START DATA TO USE

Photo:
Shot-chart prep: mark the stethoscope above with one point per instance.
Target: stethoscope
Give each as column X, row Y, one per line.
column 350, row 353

END DATA TO USE
START DATA TO USE

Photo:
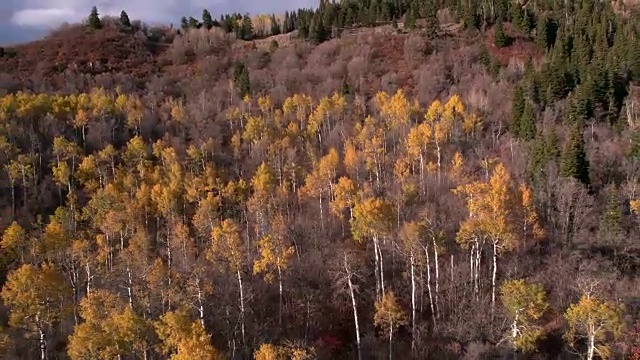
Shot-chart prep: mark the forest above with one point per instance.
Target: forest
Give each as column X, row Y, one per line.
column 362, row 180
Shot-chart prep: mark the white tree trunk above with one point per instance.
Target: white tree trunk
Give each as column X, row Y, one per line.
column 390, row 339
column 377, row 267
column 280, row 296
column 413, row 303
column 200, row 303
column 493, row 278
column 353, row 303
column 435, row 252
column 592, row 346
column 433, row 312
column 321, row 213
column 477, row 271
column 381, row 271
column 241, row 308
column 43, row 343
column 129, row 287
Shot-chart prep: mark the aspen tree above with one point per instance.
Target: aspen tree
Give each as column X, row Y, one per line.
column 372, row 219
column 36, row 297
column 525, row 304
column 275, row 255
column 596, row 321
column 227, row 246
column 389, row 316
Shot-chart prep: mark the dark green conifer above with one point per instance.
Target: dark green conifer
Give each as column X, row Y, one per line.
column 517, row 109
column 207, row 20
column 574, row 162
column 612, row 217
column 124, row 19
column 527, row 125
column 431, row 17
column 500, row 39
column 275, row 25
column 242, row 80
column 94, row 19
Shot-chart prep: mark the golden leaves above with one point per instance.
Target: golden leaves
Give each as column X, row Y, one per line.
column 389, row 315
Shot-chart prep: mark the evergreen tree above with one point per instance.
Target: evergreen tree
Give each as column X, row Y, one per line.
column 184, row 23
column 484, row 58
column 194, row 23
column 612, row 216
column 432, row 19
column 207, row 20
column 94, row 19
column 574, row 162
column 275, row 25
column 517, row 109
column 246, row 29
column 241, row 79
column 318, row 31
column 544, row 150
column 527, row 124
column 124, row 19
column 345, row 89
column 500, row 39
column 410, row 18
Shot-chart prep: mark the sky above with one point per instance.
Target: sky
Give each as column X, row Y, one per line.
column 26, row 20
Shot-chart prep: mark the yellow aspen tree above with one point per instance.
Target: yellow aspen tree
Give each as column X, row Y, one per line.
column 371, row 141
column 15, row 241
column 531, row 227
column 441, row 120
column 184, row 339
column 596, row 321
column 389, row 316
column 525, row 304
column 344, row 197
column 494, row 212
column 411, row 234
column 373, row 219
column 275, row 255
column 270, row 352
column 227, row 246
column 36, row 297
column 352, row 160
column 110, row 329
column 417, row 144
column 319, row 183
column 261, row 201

END DATA TO USE
START DATA TO USE

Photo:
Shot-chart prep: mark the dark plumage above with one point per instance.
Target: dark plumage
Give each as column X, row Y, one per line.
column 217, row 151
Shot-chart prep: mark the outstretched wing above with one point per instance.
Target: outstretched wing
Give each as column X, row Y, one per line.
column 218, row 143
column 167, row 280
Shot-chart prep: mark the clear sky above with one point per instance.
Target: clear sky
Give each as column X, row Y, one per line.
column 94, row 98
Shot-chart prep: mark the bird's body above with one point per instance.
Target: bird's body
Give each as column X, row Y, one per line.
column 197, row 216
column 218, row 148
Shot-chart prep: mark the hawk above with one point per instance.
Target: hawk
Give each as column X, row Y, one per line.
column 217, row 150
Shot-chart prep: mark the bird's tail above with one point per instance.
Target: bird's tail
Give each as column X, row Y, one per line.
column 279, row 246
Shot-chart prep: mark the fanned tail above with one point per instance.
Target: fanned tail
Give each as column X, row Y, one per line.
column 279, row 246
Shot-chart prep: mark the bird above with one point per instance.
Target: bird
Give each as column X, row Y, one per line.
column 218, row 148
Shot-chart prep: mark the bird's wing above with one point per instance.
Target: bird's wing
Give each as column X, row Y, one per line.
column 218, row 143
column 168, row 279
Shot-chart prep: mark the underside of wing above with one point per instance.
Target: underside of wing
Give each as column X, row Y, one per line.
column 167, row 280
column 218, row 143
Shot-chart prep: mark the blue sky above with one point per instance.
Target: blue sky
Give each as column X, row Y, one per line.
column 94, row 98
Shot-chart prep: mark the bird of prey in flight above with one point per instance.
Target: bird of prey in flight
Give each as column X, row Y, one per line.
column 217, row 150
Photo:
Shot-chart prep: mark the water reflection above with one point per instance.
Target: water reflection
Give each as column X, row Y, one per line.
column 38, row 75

END DATA TO USE

■ **INSTRUCTIONS TO FOLLOW**: Which lines above run from the one containing "Shot-chart prep: mark the hawk" down to the one containing "Shot-chart prep: mark the blue"? Repeat exactly those, both ends included, and nothing else.

■ **RESPONSE AREA**:
Shot-chart prep: mark the hawk above with one point per instance.
Target: hawk
Give each as column X, row Y, one per line.
column 217, row 150
Shot-chart prep: mark the bird's tail above with one point per instance.
Target: bird's tail
Give each as column X, row Y, one per line.
column 279, row 246
Shot-chart prep: mark the fanned tail above with one point per instance.
Target: fanned tail
Give each as column X, row Y, one per line.
column 279, row 246
Shot-chart prep: mark the bird above with one point per instance.
Target: bird
Give each as column X, row Y, one per line.
column 218, row 148
Shot-chart prep: mark the bird's wing above with one point per instance.
Target: bird's wing
Give each as column X, row Y, one per line.
column 218, row 143
column 168, row 279
Shot-chart prep: mark the underside of wing above with one point per instance.
Target: underside of wing
Give each as column X, row Y, one per line.
column 167, row 280
column 218, row 143
Shot-chart prep: mark the blue sky above with one point per instance.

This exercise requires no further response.